#### Data in this exercise ####
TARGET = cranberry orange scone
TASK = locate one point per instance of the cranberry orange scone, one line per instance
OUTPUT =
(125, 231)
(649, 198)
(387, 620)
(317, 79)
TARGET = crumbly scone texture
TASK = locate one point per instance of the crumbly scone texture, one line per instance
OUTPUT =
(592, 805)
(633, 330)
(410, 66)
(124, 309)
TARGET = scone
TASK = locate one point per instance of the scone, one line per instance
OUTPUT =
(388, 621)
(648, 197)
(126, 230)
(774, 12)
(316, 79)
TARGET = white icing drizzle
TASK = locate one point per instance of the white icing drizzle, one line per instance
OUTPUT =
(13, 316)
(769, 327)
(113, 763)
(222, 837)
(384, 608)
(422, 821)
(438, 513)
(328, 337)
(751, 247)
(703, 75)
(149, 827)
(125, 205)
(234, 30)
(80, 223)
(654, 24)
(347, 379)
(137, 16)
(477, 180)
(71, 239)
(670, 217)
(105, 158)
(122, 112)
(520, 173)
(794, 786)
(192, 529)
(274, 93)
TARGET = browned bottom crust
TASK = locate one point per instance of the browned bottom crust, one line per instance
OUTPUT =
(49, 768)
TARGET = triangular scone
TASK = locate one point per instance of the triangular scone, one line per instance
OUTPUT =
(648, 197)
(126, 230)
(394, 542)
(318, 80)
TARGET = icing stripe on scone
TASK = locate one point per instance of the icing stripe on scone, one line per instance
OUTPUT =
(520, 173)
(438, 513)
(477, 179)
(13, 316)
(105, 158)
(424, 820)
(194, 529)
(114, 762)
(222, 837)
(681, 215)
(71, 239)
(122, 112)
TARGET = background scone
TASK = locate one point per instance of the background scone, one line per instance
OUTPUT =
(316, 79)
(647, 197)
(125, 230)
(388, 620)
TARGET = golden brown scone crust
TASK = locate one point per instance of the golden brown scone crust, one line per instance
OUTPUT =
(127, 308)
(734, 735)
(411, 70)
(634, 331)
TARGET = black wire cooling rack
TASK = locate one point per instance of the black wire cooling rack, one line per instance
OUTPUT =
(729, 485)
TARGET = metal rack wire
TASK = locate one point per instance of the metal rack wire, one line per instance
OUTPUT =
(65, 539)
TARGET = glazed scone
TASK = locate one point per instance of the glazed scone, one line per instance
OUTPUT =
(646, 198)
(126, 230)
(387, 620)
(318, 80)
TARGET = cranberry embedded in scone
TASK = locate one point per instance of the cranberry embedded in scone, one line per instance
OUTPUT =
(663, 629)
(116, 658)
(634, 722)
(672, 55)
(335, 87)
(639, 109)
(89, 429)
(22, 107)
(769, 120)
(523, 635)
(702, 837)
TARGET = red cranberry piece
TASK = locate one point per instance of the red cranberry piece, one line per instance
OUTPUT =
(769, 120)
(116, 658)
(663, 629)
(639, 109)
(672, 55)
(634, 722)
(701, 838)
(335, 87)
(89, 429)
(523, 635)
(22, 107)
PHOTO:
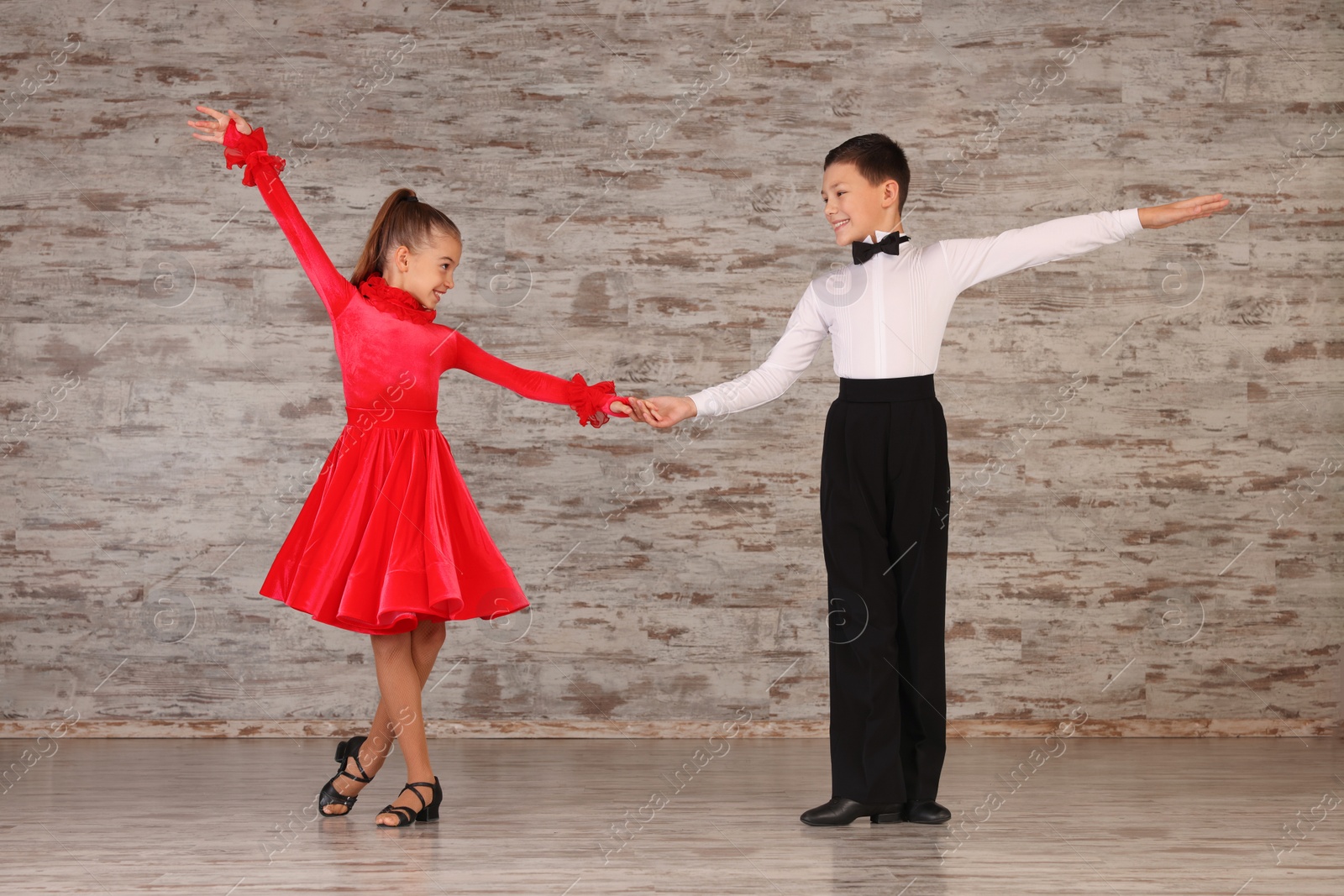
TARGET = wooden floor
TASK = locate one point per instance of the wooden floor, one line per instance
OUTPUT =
(1108, 815)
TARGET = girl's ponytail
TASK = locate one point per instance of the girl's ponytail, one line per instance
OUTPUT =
(402, 221)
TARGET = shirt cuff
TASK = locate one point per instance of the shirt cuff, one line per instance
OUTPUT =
(1129, 221)
(706, 403)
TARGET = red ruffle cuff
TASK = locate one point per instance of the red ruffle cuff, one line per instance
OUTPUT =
(246, 150)
(593, 403)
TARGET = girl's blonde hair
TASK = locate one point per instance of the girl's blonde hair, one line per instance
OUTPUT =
(402, 221)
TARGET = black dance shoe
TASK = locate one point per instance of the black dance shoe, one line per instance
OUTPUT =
(428, 812)
(842, 812)
(328, 795)
(927, 812)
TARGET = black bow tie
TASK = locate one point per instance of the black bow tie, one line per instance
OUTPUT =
(890, 244)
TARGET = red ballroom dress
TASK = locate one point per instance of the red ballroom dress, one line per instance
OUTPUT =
(389, 533)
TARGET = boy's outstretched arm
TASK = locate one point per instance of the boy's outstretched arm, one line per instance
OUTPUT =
(792, 355)
(974, 261)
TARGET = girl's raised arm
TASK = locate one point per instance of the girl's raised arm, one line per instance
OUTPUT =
(246, 147)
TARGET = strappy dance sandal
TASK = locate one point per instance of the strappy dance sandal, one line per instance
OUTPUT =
(428, 812)
(328, 795)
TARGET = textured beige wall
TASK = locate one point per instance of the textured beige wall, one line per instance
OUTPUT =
(1167, 550)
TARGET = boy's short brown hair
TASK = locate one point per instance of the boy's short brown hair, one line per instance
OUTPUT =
(878, 159)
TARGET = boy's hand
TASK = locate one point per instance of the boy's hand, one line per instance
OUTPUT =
(1159, 217)
(214, 130)
(662, 412)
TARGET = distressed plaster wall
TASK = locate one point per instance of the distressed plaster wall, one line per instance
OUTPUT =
(1164, 553)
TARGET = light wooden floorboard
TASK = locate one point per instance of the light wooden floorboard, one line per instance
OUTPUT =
(1108, 815)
####
▶ _Task directions_: Would you please copy exactly the part of the entries above that begins at the line containing "TASK = locate one point per instance of the triangular" and ends at the line containing "TASK = locate one point per instance of the golden", both lines included?

▶ _Written reply_:
TASK = locate one point per instance of the triangular scone, one line per instance
OUTPUT =
(648, 197)
(126, 230)
(394, 542)
(318, 80)
TARGET = icing stripe on scone
TASK = locate one point per instance of the icing stripe on scone, one line per instance
OUTPUT =
(520, 173)
(438, 513)
(477, 179)
(13, 316)
(105, 158)
(424, 820)
(194, 529)
(114, 762)
(222, 837)
(681, 215)
(71, 239)
(122, 112)
TARGET = background scone
TASK = locate one point per instance of the background scone, one line per instance
OUTPUT =
(316, 79)
(647, 197)
(125, 230)
(388, 620)
TARGET = golden brown scone crust
TASK = locate one point per instance of the golden brown scone crust, one line per instance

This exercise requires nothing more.